Gather every line in the rows below that contains the word "comma" and copy each one in full. Case counts.

EXTRACTED DATA:
********

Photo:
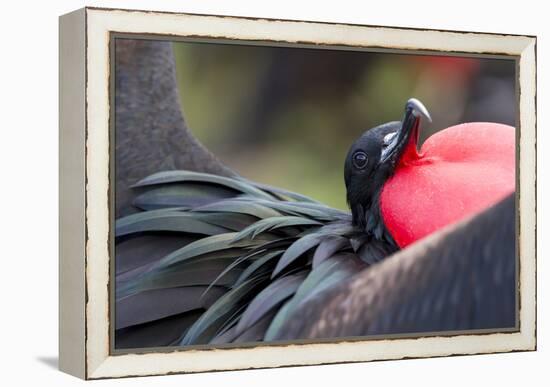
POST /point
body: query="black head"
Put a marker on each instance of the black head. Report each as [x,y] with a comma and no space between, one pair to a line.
[372,159]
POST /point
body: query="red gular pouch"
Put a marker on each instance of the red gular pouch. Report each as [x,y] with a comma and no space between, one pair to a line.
[459,172]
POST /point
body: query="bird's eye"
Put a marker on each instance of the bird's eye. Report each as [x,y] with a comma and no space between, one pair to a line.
[360,159]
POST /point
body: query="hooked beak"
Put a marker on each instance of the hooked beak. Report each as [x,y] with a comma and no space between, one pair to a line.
[405,139]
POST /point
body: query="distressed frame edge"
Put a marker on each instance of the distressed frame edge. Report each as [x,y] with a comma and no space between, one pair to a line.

********

RESULT:
Put a marker on each instance of the black head. Report each as [x,y] with a comma and no space between, one pair to a line.
Put a marker on each instance of the red gular pouch. Report each as [x,y] with a comma and no space between, one pair to a line.
Put a marker on each instance of the bird's eye. Report each as [x,y] with a comma and no space between, one pair to a line.
Put a marker on each instance of the hooked beak. Report each as [x,y] with a comma and no space between, one pair to a line.
Put a marker on each instance of the distressed frame edge. Report each as [x,y] with a comma and no space between, one pair to a line.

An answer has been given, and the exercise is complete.